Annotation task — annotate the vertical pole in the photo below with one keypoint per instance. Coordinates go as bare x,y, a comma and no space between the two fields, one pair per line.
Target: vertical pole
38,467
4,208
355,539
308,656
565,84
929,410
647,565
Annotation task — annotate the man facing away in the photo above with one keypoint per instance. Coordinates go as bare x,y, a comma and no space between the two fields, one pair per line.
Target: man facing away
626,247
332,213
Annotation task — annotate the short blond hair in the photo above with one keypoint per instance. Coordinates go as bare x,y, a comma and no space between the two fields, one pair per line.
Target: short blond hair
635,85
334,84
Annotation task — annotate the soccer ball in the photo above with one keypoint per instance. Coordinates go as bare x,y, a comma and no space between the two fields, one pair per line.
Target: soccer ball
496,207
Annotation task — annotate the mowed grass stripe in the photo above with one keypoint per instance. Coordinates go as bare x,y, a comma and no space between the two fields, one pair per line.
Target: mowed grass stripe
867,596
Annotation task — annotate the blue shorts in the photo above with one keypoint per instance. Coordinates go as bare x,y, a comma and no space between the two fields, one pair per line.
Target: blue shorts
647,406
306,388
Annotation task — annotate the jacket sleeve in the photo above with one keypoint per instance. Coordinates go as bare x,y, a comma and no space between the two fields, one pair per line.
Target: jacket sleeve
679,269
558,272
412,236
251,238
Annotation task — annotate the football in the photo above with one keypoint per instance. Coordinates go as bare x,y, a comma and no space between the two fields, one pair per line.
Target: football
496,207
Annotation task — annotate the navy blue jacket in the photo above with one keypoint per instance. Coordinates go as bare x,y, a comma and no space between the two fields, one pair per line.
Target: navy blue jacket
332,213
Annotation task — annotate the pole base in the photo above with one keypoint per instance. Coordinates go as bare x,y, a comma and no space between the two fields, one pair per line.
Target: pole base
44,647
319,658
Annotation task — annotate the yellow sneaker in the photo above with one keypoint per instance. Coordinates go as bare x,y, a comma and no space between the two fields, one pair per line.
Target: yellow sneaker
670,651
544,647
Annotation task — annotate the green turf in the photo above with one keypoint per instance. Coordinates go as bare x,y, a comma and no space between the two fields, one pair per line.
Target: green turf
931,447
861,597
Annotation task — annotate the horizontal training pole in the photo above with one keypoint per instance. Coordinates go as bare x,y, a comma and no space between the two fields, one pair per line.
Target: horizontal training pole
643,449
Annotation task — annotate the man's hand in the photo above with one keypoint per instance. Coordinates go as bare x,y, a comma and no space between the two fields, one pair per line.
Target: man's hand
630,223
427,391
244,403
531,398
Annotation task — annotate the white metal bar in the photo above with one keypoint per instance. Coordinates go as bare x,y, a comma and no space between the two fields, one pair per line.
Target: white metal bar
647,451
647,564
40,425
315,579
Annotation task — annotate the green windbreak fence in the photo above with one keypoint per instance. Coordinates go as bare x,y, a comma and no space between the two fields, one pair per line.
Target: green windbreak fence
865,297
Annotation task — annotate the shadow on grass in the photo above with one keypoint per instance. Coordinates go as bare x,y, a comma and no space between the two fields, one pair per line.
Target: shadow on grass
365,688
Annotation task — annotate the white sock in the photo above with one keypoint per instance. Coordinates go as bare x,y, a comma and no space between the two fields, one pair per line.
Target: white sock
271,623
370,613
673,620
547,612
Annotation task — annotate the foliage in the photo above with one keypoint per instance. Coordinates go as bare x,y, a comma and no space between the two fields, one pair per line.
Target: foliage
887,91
......
GOAL OF THE EXERCISE =>
Give the data again, unchanged in every line.

YOUR SOLUTION =>
Annotation task — annotate the vertical pole in the photo below with one keypoint per instance. Coordinates go as bare x,y, a comma and no space between the two fields, one pair per line.
Target: vertical pole
38,467
4,208
355,539
308,656
565,84
929,410
647,565
Annotation task — annotate the man facing away in the photo above with one keypoint per instance. Coordinates go as bare x,y, a comma and no space between the two fields, one pair per line.
Target: man facing away
626,247
332,213
Annotation task — annotate the short blond hair in the photo above with one keypoint per instance. Coordinates go as bare x,y, a comma and no space between the two fields, one pair per line.
Target: short blond hair
635,85
334,84
Annotation task — annotate the soccer ball in the photo above with one keypoint per instance. Coordinates go as bare x,y, a comma and no space between the two fields, one pair per line.
Target: soccer ball
496,207
Annotation task — annotate the mowed grass stripe in the photo above with one keypoint per instance. Coordinates go as bare x,y, a comma and no space between the two fields, one pair per line.
Target: mowed grass stripe
867,596
Annotation task — annotate the blue shorts in the photo above with one keypoint per instance. Coordinates go as bare x,y, a comma and no space between the two fields, one pair per line.
Target: blue shorts
647,406
306,388
Annotation task — annotate the jacket sleeve in the photo above with one keypoint per instance. Coordinates go as bare x,y, a comma and no space between the two fields, one pair per line.
Target: jacket sleeve
679,269
558,272
412,236
251,238
Annotation task — annotate the football in the photo above with one keypoint per instance. Coordinates go as bare x,y, a comma and no space between the two fields, one pair per line.
Target: football
496,207
Annotation task — annotate the navy blue jacket in the photo above with one keypoint per instance. Coordinates go as bare x,y, a comma and no space between the two fields, one pair per line.
Target: navy blue jacket
332,213
Annotation task — annotate the pole base in the photo above with one keypoint per instance. Coordinates go as bare x,y, a comma and no space between the two fields, one pair per line.
Target: pole base
44,647
319,658
Annotation task — annotate the yellow sneaker in the photo above with one keypoint per instance. Coordinates go as bare x,y, a comma and no space between the two fields, one pair per line.
Target: yellow sneaker
670,651
544,647
Annotation task — annotate the green turf in the photo above with one keypoint per instance. Coordinates go as bare x,y, a comma and no space between the two fields, one pair per line.
Target: green turf
931,447
861,597
Annotation task — annotate the horizontal training pole in the photo above with one keypoint per instance. Coordinates go as bare x,y, a comma and no space between the two fields, one pair per line.
Target: horizontal training pole
643,449
Annotation task — annotate the man's hand in the photo above with one keypoint per instance. Coordinates go as bare x,y, a comma and no space between the two fields, one pair per line.
Target: man's hand
630,223
427,391
244,403
531,398
Annotation task — annotate the white metal bar in the photo above with one keypoint per instance. Coordinates go as bare x,y, a comma and no space between the two fields, one pair per line.
Target: white metal bar
647,451
647,564
40,425
315,579
Annotation task — annotate the green windbreak fence in the photo above with one keypoint per instance. Coordinates go as bare x,y, a comma and no space between the two fields, one pair per line.
Target: green windbreak fence
865,297
Annotation task — annotate the shadow on grass in the photo above with one keypoint per instance. Coordinates go as bare x,y, a comma and no space between the two fields, one pair per line.
Target: shadow on grass
365,688
Annotation task — annotate the white sock in the photo above with one keypoint per instance. Coordinates go as bare x,y, a comma and no space between the two fields, one pair per line.
Target: white sock
271,623
370,613
673,620
547,612
Annotation task — annotate the foliage in the photo above with one keypoint per instance. Coordinates go as bare x,y, a comma and no space between the two fields, one pair per line.
Target: foliage
887,91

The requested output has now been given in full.